▶ [Quoted text]:
Read more - it's extremely funny and wise: http://www.gutenberg.org/files/11505/11505-h/11505-h.htm#THE...




To be honest it just seems a bit like playing with words. Of course you can use "success" in sentences where it loses the meaning intended in the current context, but it seems clear to me that when someone writes "to be successful" there are implications that it means being successful on some measure that the author finds valuable or intends the reader to think valuable (in order to sell a book or something).

And of course people can argue all day about what is "being successful", since you could mostly put it as a matter of taste depending on what one finds satisfaction in, in life. It is indeed true that someone who doesn't have the same frame of reference for success as the author will have a harder time finding useful information in such a book/article, but that doesn't mean that because the measure of success can vary from person to person, it doesn't exist at all.

When such an article or book talks about that, there is a meaning behind those words that is conditioned by the cultural context in which it is used (as materialistic as it can be) and obviously this is pretty much never meant to be understood as "how to act as to be able to formulate statements that match 'I successfully did .*'", which is how this quote feels like to me...


You really should read the whole article. I definitely recognize what he talks about.

"It is perfectly obvious that in any decent occupation (such as bricklaying or writing books) there are only two ways (in any special sense) of succeeding. One is by doing very good work, the other is by cheating." (...)

▶ [Material provided]:
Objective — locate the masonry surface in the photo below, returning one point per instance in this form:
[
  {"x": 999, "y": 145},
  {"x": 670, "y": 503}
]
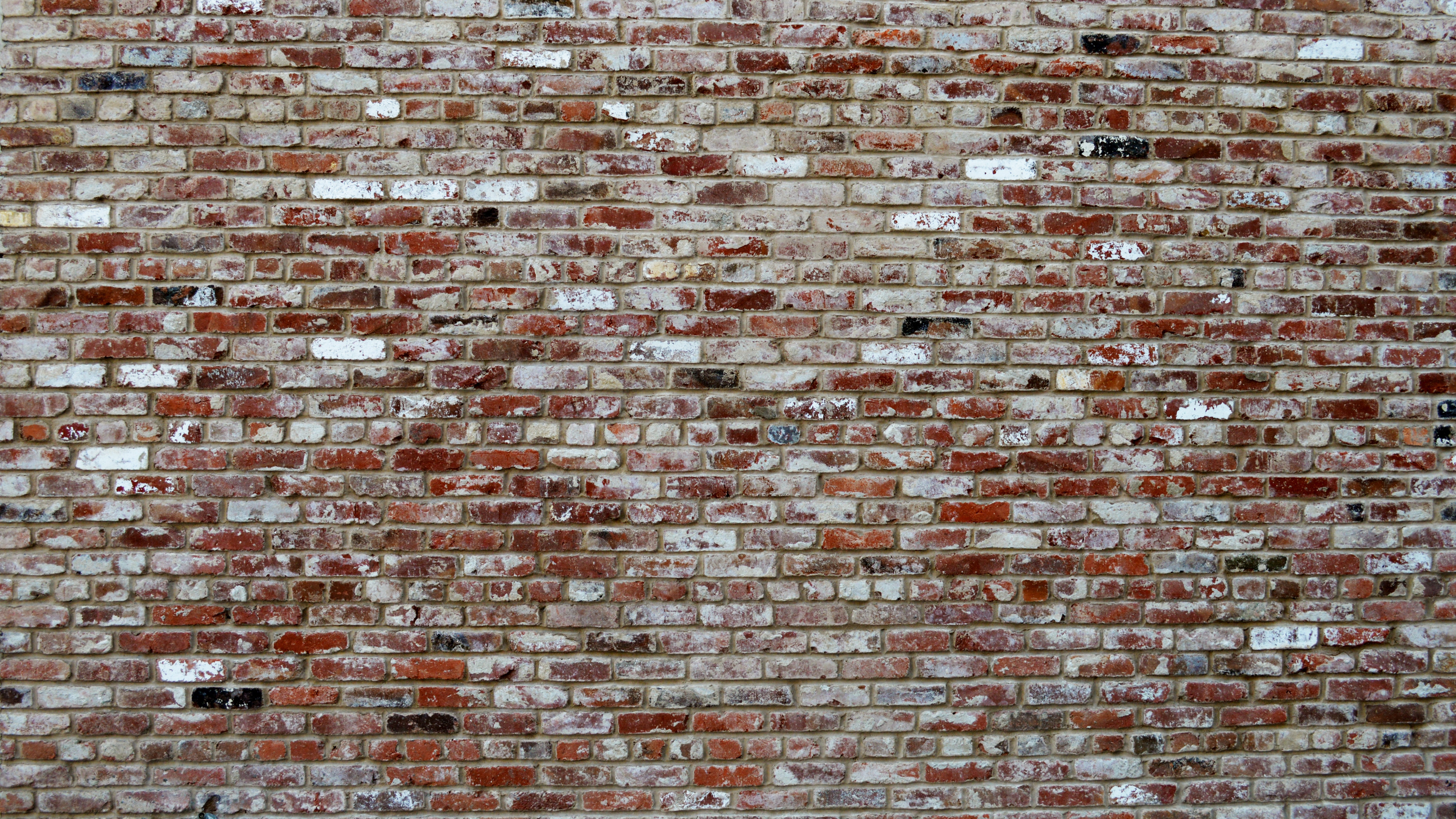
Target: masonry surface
[{"x": 806, "y": 409}]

▶ [Required work]: In the comment about success, switch every "valuable" to "worthwhile" and write out the stretch from "To be honest" through "book or something).". The rows were taken from a different source than the comment about success.

▶ [Written answer]:
To be honest it just seems a bit like playing with words. Of course you can use "success" in sentences where it loses the meaning intended in the current context, but it seems clear to me that when someone writes "to be successful" there are implications that it means being successful on some measure that the author finds worthwhile or intends the reader to think worthwhile (in order to sell a book or something).